TASK DESCRIPTION » In the entries below, find the line containing "of the shoe". Copy it and all lines after it, exactly, through the end.

INFORMATION SUPPLIED »
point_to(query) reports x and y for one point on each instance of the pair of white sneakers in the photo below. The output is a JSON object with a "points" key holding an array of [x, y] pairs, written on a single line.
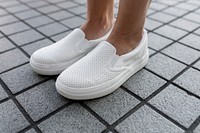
{"points": [[88, 68]]}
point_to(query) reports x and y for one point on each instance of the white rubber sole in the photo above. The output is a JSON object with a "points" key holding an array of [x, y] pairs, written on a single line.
{"points": [[51, 69], [100, 91]]}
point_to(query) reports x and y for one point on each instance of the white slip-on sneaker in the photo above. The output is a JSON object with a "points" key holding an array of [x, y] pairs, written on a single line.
{"points": [[55, 58], [101, 71]]}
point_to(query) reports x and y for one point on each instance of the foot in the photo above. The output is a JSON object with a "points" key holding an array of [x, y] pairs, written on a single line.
{"points": [[101, 71], [96, 29], [124, 42], [54, 59]]}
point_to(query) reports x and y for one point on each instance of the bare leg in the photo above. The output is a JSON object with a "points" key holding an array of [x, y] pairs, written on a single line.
{"points": [[128, 28], [99, 18]]}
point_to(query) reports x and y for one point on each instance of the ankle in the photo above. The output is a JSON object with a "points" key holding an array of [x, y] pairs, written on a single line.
{"points": [[125, 43], [94, 29]]}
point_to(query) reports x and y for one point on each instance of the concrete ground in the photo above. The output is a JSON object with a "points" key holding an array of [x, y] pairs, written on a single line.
{"points": [[164, 97]]}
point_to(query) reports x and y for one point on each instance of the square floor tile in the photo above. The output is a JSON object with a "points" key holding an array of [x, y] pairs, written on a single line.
{"points": [[52, 29], [73, 119], [31, 48], [78, 10], [193, 17], [191, 40], [157, 42], [73, 22], [60, 36], [171, 32], [157, 6], [169, 2], [13, 28], [162, 17], [152, 24], [190, 80], [41, 100], [18, 8], [26, 37], [114, 106], [60, 15], [9, 3], [21, 78], [38, 21], [81, 1], [197, 130], [7, 19], [178, 105], [12, 59], [151, 51], [185, 24], [197, 31], [197, 65], [144, 83], [145, 120], [48, 9], [31, 131], [11, 119], [175, 11], [186, 6], [67, 4], [182, 53], [36, 4], [3, 94], [3, 12], [150, 11], [164, 66], [5, 44], [27, 14]]}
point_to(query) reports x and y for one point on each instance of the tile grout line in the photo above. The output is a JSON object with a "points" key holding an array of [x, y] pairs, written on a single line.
{"points": [[144, 102], [19, 106]]}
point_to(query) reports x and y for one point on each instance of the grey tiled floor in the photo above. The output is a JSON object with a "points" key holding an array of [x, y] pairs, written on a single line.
{"points": [[164, 97]]}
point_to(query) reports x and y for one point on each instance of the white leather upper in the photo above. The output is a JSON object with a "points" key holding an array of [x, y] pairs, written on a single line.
{"points": [[101, 65]]}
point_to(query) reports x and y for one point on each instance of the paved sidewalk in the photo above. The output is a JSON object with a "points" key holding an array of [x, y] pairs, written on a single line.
{"points": [[164, 97]]}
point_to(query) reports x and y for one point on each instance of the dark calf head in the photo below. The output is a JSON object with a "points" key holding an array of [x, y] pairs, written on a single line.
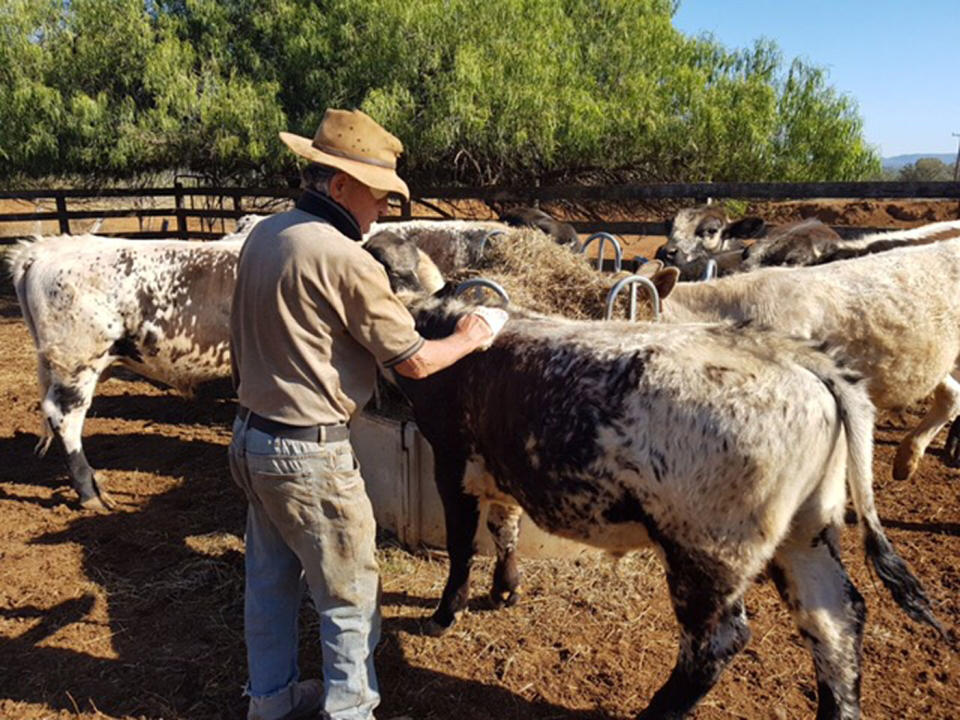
{"points": [[700, 233], [796, 243], [399, 257], [563, 233]]}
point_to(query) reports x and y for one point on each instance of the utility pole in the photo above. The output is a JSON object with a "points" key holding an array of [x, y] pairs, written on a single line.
{"points": [[956, 165]]}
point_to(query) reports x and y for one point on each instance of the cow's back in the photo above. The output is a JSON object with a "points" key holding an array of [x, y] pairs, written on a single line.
{"points": [[894, 313], [161, 307]]}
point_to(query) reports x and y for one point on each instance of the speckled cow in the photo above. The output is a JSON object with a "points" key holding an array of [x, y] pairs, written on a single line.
{"points": [[727, 449], [895, 314], [160, 308]]}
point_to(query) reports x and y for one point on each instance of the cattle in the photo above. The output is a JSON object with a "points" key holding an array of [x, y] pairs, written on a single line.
{"points": [[895, 314], [622, 436], [796, 243], [562, 233], [159, 308], [409, 269], [700, 233], [451, 244]]}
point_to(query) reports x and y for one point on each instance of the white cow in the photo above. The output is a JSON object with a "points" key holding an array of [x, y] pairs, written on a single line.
{"points": [[896, 314], [728, 450], [160, 308]]}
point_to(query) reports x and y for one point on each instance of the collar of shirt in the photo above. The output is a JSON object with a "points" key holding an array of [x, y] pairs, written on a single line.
{"points": [[332, 212]]}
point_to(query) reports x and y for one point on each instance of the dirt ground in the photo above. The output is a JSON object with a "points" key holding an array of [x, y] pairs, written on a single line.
{"points": [[138, 613]]}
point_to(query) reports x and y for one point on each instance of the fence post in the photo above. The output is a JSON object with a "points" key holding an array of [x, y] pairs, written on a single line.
{"points": [[181, 216], [62, 213]]}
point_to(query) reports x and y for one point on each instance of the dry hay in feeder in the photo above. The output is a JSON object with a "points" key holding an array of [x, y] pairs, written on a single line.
{"points": [[545, 277]]}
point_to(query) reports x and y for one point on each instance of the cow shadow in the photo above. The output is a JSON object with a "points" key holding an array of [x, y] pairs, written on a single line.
{"points": [[157, 631], [212, 409], [126, 452]]}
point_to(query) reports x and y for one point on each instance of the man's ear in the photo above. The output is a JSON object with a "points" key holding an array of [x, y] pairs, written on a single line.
{"points": [[337, 186]]}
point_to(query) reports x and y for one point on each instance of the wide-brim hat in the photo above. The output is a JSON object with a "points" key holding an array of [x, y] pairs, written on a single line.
{"points": [[352, 141]]}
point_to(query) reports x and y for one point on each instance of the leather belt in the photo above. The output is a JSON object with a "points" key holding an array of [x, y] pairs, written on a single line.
{"points": [[307, 433]]}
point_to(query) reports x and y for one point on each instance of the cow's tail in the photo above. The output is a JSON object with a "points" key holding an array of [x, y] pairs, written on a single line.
{"points": [[19, 262], [857, 416]]}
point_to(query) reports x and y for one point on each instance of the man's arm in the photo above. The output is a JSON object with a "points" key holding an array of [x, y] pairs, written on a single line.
{"points": [[472, 333]]}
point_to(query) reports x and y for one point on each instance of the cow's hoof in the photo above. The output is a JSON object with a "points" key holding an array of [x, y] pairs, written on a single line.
{"points": [[951, 450], [434, 629], [102, 502], [905, 464], [504, 598]]}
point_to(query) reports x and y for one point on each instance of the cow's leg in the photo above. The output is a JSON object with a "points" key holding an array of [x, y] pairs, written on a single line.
{"points": [[946, 406], [708, 601], [951, 448], [462, 515], [65, 408], [503, 521], [45, 433], [830, 613]]}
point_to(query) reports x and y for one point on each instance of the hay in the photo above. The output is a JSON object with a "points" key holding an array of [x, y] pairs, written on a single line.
{"points": [[542, 276]]}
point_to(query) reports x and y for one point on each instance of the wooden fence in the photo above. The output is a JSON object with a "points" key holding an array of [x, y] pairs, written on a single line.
{"points": [[237, 202]]}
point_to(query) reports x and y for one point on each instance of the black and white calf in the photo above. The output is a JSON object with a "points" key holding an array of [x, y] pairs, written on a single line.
{"points": [[621, 436]]}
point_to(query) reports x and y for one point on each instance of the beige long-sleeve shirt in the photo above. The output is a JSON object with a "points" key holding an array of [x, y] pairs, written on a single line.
{"points": [[312, 314]]}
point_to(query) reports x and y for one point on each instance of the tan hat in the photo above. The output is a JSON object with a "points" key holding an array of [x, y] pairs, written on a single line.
{"points": [[352, 141]]}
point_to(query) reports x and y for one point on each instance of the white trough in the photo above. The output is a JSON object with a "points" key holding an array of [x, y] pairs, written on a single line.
{"points": [[397, 466]]}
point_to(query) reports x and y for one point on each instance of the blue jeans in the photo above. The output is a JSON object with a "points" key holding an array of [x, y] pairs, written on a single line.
{"points": [[308, 518]]}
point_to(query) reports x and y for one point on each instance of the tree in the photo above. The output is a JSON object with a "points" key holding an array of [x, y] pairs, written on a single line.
{"points": [[515, 91], [926, 169]]}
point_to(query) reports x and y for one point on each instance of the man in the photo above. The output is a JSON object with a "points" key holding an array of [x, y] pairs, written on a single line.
{"points": [[312, 316]]}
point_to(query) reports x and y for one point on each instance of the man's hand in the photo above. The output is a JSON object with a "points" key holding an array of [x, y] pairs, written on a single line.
{"points": [[482, 325], [475, 331]]}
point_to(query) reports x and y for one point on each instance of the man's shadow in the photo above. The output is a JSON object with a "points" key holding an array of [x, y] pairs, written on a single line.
{"points": [[167, 640]]}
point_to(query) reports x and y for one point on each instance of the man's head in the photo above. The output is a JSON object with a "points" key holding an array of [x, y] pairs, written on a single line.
{"points": [[354, 161]]}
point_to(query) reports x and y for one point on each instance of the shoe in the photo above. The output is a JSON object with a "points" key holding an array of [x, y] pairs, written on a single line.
{"points": [[300, 701]]}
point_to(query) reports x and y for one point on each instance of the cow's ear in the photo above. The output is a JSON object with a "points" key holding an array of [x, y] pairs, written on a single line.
{"points": [[446, 290], [665, 280], [747, 227]]}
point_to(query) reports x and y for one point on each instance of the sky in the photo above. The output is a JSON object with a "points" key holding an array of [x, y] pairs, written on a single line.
{"points": [[899, 59]]}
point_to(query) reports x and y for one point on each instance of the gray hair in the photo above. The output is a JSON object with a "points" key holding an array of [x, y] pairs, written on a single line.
{"points": [[316, 177]]}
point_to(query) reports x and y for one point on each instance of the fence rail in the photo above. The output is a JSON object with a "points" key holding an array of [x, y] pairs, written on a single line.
{"points": [[697, 192]]}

TASK OUTPUT »
point_to(query) reports x and y for one point on each instance of the shoe in the photo above. The output is a JSON object with a "points" key holding an array of [x, y] pairs, written on a single line.
{"points": [[300, 701]]}
point_to(query) reports x and y for one point on each instance of the cow's ear in the photo above. The output is a JSON object with a "points" key holding an array of [x, y] pairs, written on a single line.
{"points": [[446, 290], [665, 280], [747, 227]]}
point_to(query) reports x and y for one point on each instance of the sky in the photo above. The output is a JSON object with a "points" key holding an array of [x, y] pairs, written on a single line.
{"points": [[899, 59]]}
point_to(query) reports x and y for one point on each instance of the gray hair in the photo above. The output is a JSON object with a "points" key holding an array of [x, y] pairs, written on a single line.
{"points": [[316, 177]]}
point_to(query) reports x and y for one point on each instance of the fence rail in the photo above. The output is a JSON object with a "points" key holding an array of [x, y] pairs, written on a single line.
{"points": [[697, 192]]}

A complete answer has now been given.